(TASK DESCRIPTION): Reproduce the material below line for line, with no changes.

(INPUT FOR THIS TASK):
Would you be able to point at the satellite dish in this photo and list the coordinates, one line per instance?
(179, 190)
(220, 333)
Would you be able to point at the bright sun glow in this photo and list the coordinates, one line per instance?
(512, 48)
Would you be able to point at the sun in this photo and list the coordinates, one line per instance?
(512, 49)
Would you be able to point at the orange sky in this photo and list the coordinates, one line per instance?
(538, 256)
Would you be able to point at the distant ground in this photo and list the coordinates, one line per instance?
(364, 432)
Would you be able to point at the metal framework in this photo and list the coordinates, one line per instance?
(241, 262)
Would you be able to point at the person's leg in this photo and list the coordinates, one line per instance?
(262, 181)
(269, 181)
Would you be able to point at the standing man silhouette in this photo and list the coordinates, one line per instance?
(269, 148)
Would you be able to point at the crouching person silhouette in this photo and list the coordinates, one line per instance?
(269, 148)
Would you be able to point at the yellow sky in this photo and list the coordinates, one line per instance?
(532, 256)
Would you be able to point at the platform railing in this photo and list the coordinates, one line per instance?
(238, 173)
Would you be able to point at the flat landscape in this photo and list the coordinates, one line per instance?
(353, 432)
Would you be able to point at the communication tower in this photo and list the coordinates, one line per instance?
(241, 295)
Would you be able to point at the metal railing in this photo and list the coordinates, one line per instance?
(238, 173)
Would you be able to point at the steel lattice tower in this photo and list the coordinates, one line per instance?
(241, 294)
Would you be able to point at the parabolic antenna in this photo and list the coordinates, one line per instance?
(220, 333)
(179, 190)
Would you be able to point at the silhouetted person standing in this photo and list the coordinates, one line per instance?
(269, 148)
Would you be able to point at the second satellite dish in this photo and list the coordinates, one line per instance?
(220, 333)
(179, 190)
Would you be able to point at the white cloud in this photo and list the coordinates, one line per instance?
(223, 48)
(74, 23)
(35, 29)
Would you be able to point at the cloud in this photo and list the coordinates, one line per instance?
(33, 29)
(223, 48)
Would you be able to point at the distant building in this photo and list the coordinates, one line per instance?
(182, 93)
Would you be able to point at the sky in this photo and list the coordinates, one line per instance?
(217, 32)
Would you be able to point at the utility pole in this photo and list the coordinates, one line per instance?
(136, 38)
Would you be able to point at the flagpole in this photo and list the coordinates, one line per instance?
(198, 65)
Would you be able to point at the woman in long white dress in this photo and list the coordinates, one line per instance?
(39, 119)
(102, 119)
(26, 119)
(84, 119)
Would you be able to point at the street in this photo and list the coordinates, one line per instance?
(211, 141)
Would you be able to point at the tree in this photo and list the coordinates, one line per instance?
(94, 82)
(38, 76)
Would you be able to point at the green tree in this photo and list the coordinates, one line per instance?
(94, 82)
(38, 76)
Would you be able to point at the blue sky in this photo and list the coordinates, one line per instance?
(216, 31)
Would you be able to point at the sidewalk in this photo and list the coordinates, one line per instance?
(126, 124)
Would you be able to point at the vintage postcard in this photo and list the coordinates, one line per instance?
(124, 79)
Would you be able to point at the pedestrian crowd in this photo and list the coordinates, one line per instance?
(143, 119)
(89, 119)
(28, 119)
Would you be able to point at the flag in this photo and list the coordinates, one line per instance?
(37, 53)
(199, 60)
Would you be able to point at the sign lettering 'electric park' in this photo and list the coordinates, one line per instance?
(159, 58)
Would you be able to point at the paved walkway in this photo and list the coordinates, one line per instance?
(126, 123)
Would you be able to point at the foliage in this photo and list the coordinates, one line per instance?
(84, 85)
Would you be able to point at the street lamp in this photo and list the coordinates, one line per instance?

(RESPONSE TO THIS TASK):
Would you be able to point at the satellite dish in this photo and list the coordinates, one line per instance?
(179, 190)
(220, 333)
Would you be able to point at the bright sun glow in this photo and list the coordinates, one line per instance?
(512, 48)
Would you be able to point at the sun in this photo and list the coordinates, one line per instance?
(512, 49)
Would you be able to point at the orange sky in this photo and list the coordinates, one line per instance?
(538, 256)
Would you be able to point at the distant ground in this photo and list the coordinates, one line per instance?
(364, 432)
Would you be able to point at the metal framework in this photo and list the coordinates, one line per instance?
(241, 262)
Would you be able to point at the person's leg in this photo and list the coordinates, one line per instance?
(262, 181)
(269, 181)
Would you be able to point at the standing man silhouette in this photo and list the coordinates, one line per instance?
(269, 148)
Would you be able to point at the crouching person silhouette in this photo and list the coordinates, one line per instance?
(269, 148)
Would you be able to point at the yellow sky in this photo and list the coordinates, one line per instance?
(532, 256)
Would you be able to point at the platform railing in this photo and list the coordinates, one line per instance?
(238, 173)
Would you be able to point at the flat landscape in this photo and list the coordinates, one line per instance?
(353, 432)
Would you be able to point at the communication tower in this photo and list the coordinates, one line per instance?
(241, 295)
Would you be able to point at the metal railing in this photo and list the coordinates, one line per instance?
(238, 173)
Would you be able to point at the steel lattice tower in this photo and list the coordinates, one line per instance?
(241, 294)
Would you be able to point at the parabolic antenna in this photo and list the coordinates, one line per instance?
(220, 333)
(179, 190)
Would you be able to point at the silhouetted person standing in this photo and list the coordinates, one line per instance?
(269, 148)
Would you be able to point at the second satellite dish in this photo and list the coordinates, one line per instance?
(220, 333)
(179, 190)
Would you be able to point at the white cloud in this photo and list the coordinates, one line per instance?
(223, 48)
(74, 23)
(35, 29)
Would you be able to point at the cloud in this photo and list the coordinates, one line per instance?
(33, 29)
(223, 48)
Would you be able to point at the distant building in this photo and list the coordinates, one line per instance?
(182, 93)
Would you be able to point at the sky in this photo and list the coordinates, one line per instance?
(217, 32)
Would you be able to point at the utility pole in this photo and list the coordinates, one line per instance?
(136, 38)
Would you be able to point at the flagpole in this photo and list the coordinates, one line per instance?
(198, 65)
Would you be able to point at the woman in long white dress in this photo and list the coordinates, one line per instance?
(39, 119)
(102, 119)
(26, 119)
(84, 119)
Would you be able to point at the street in this photo and list the coordinates, one line per instance?
(211, 141)
Would you be able to point at the tree in this photo and list the coordinates, one line per instance?
(94, 82)
(38, 76)
Would you be able to point at the green tree in this photo and list the coordinates, one line per instance?
(94, 82)
(38, 76)
Would you be able to point at the blue sky in this photo and list the coordinates, one line per instance?
(216, 31)
Would you be able to point at the sidewalk in this photo and list the coordinates, one line per instance?
(126, 124)
Would you be able to point at the vintage postcard in this photo and list the coordinates, one line per instance?
(124, 79)
Would you be able to point at the pedestrian crowd in this photo and list the coordinates, one line per instance?
(143, 119)
(89, 119)
(28, 119)
Would you be able to point at the flag in this photo and list the coordinates, one line per instance?
(37, 53)
(199, 60)
Would you be able to point at the sign lettering 'electric park' in this photo and list the coordinates, one line per instance?
(159, 58)
Would you be able to point at the paved walkway in this photo and list the coordinates, one line per instance?
(126, 123)
Would you be able to point at the foliage in this photo and list the coordinates, one line per instance?
(84, 85)
Would you be able to point at the street lamp in this photo and list the coordinates, one line per instance?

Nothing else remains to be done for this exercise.